[PAGE TEXT Boundary: Start]

It was the first time I understood that my grandmother was dying. I say that I understood. I didn’t understand. I was told, but I didn’t understand. I had taken the morning flight out of Boston, and that afternoon, gone to visit her at the hospital in Inglewood. Her hospital room had not looked or felt like a hospital room at all; it had, in fact, reminded me of a cathedral: it was spacious, it had tall ceilings, and the walls were all bare, except for a calendar that had been hung too high. I distinctly remember my aunt, who was there with me that day, standing on her toes to reach the calendar. She had a pen her hand, and was crossing out the days that had passed. I asked her why she was doing this, and she replied, “So Mom will know what day it is.”
One year later, I fly out to California to visit my grandmother again. This time, she is not at the hospital in Inglewood, but at the nursing home on Washington. This time, I am a mother, and my daughter is with me. The lightless building smells of urine, and I am immediately put on edge by the sound of someone moaning. I locate my grandmother’s room. Her eyes come to life when she sees my daughter. I place the baby down next to her, on the bed with the thin white blanket and the metal rails, and feel uneasy about it. This room, unlike the other, is not spacious, nor does it have tall ceilings; it has three beds separated by floor-length curtains, three televisions, and I can’t remember whether or not there is a calendar on the wall. Another resident is also having visitors, and they are speaking to one another in Spanish. On our way out, I encounter a toothless man being wheeled down the hall. He sticks out a finger to touch my baby’s cheek. I let him, and feel uneasy about it.
It is on this same visit to California that someone, I can’t recall who, transports my grandmother from the nursing home on Washington to my aunt’s house, in Cheviot Hills, where we celebrate her final birthday. My grandmother’s body is slack, and she is as small as a child. She is wearing a blue hospital gown, covered with the thin white blanket from the nursing home. She is placed in a leather recliner on which a large bunch of party balloons has been tied. She holds my daughter. We gather around the two of them and pose for pictures. This is a farewell party as much as anything else, though I do not grasp this at the time. I still do not understand. And here is another thing I don’t yet understand: this will be the last time I see my grandmother outside of the nursing home on Washington. Outside of the lightless building that smells of urine, where the moaning had put me on edge. Outside of the shared room, with the three beds, where her days might or might not have been crossed out on a calendar that hung on the wall.
At this point, the latter wouldn’t have much mattered. In those final months of my grandmother’s life, so many things she had felt strongly about before had lost their importance and, although I never thought to ask her, I have to think that time, especially time, had become irrelevant. My grandmother no longer cared what day it was. But at one point in her life she would have cared. She would have no doubt cared a great deal.

[PAGE TEXT Boundary: End]
[PROVIDED RECORDS Boundary: Start]

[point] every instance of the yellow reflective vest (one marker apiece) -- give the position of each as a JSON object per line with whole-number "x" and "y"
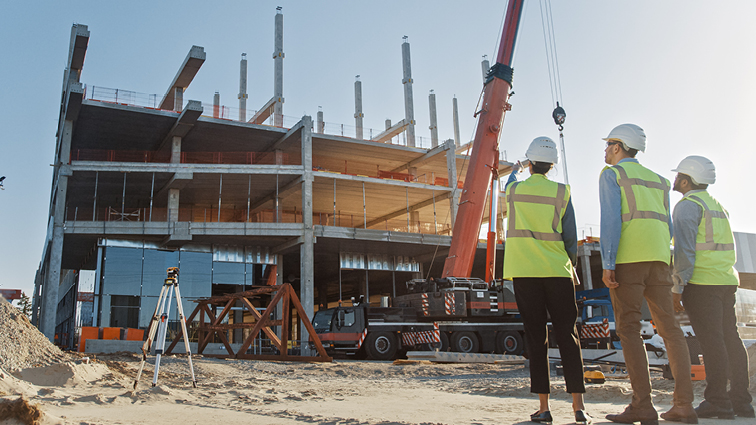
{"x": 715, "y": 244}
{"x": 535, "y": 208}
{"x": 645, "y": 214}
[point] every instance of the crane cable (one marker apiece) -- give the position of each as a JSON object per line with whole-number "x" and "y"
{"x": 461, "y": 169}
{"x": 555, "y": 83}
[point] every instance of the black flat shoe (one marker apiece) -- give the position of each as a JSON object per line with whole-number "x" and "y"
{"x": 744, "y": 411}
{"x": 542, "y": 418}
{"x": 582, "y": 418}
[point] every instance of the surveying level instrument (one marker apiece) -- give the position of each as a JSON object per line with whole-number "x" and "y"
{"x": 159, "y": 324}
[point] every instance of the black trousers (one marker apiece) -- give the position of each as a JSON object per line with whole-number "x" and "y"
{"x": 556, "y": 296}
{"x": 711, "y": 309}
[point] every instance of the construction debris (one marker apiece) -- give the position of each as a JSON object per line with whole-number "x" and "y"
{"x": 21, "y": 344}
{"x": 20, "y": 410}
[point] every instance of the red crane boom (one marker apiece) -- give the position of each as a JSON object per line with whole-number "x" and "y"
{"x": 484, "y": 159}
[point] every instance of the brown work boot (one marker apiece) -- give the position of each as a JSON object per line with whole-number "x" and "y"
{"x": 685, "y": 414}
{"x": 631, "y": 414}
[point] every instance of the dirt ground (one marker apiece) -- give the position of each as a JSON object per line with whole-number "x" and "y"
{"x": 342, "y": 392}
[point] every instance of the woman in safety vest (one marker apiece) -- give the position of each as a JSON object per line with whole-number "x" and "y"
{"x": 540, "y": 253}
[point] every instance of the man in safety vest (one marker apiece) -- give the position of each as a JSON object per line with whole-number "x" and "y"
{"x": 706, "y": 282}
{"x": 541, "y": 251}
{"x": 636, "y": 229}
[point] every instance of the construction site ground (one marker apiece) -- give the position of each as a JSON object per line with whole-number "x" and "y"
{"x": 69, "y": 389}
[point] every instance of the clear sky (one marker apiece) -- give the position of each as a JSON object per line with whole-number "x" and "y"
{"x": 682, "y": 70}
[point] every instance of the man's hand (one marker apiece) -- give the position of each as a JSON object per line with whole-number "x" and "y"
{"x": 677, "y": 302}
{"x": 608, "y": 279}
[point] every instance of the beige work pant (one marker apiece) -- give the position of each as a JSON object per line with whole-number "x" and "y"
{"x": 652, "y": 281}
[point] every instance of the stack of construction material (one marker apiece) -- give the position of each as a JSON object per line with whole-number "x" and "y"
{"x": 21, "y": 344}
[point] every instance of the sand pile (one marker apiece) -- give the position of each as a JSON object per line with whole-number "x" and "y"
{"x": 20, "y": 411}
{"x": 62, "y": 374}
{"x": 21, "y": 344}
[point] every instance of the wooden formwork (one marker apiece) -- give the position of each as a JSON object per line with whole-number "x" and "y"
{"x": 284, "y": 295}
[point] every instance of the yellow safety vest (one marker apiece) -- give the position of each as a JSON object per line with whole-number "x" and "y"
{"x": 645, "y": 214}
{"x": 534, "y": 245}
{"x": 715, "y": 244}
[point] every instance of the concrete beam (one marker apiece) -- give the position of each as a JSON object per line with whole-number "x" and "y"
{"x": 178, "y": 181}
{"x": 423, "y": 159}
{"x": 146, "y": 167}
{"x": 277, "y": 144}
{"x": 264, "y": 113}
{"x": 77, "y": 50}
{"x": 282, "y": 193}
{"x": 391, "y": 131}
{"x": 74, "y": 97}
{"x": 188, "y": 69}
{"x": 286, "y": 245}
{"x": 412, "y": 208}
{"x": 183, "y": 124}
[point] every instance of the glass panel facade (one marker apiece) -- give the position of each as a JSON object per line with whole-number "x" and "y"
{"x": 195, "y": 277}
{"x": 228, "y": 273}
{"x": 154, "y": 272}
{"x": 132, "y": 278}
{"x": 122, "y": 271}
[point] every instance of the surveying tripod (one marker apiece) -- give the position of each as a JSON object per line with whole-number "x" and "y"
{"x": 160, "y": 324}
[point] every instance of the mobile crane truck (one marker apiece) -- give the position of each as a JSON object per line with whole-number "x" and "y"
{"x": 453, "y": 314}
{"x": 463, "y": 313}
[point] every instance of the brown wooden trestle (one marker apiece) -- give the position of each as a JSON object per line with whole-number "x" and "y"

[PROVIDED RECORDS Boundary: End]

- _QUESTIONS_:
**A)** In the essay about the grandmother, what was the aunt doing with the pen in the hospital room in Inglewood?
**B)** From the essay about the grandmother, return the passage that opens with the words containing "At this point, the" and closes with "a great deal.".
**C)** Carry the essay about the grandmother further, continuing from its last sentence.

- _TASK RESULTS_:
**A)** She was crossing out the days that had passed on the calendar.

**B)**
At this point, the latter wouldn’t have much mattered. In those final months of my grandmother’s life, so many things she had felt strongly about before had lost their importance and, although I never thought to ask her, I have to think that time, especially time, had become irrelevant. My grandmother no longer cared what day it was. But at one point in her life she would have cared. She would have no doubt cared a great deal.

**C)**
There is the morning of my grandmother’s service, on the chartered boat in Marina Del Ray, when we scatter her ashes, when the fine particles of her fly up with the wind, and then settle themselves on the murky waves of the Pacific Ocean. It is an overcast morning in January, a Saturday. It is a short trip: we have flown in the day before, we leave the following morning. I am three months pregnant. I have on an unstylish pair of pants and no makeup. My daughter is tired. I wrap her in the pashmina I have borrowed from my step-mother, and she rests her head on my lap.
At some point, after we have been sailing for a while, the captain cuts the engine, and my father rises to say a few words. Mid-sentence, he loses his ability to speak. I do not recall having ever seen my father cry, but in this moment, I recognize that he might. I can’t bear to look at my father, so I look at my husband, who is looking at my father.
And then something happens, something both as trace and as definite as the salt that is present in the air. My father lifts his face, and he sees my husband, who is looking right at him. Here are two men, business men, men who spend the majority of their waking hours organizing, problem solving, handing out orders like rations, but right now, there is nothing either of them can do. A hard line has been drawn. No amount of moving around the pieces, of negotiating the terms, will ever change the outcome. It is something like a shared recognition of their helplessness that passes between the two of them, and the exchange is so incredibly tender that I cannot take it. My eyes fill, and I’m forced to look away once more.
Water sloshes up the sides of the boat. The California coastline, teeming with life, stretches along one side of us; on the other, an endless expanse of ocean and sky. There is the solid warmth of my daughter’s head on my lap, one half of her face exposed, pale and glistening like a crescent moon. I feel slight pressure in my pelvis, the stirring of a new life blooming inside of me. The captain restarts the engine. Sunlight breaks through the cloud layer, flecking the rocking waves with silver.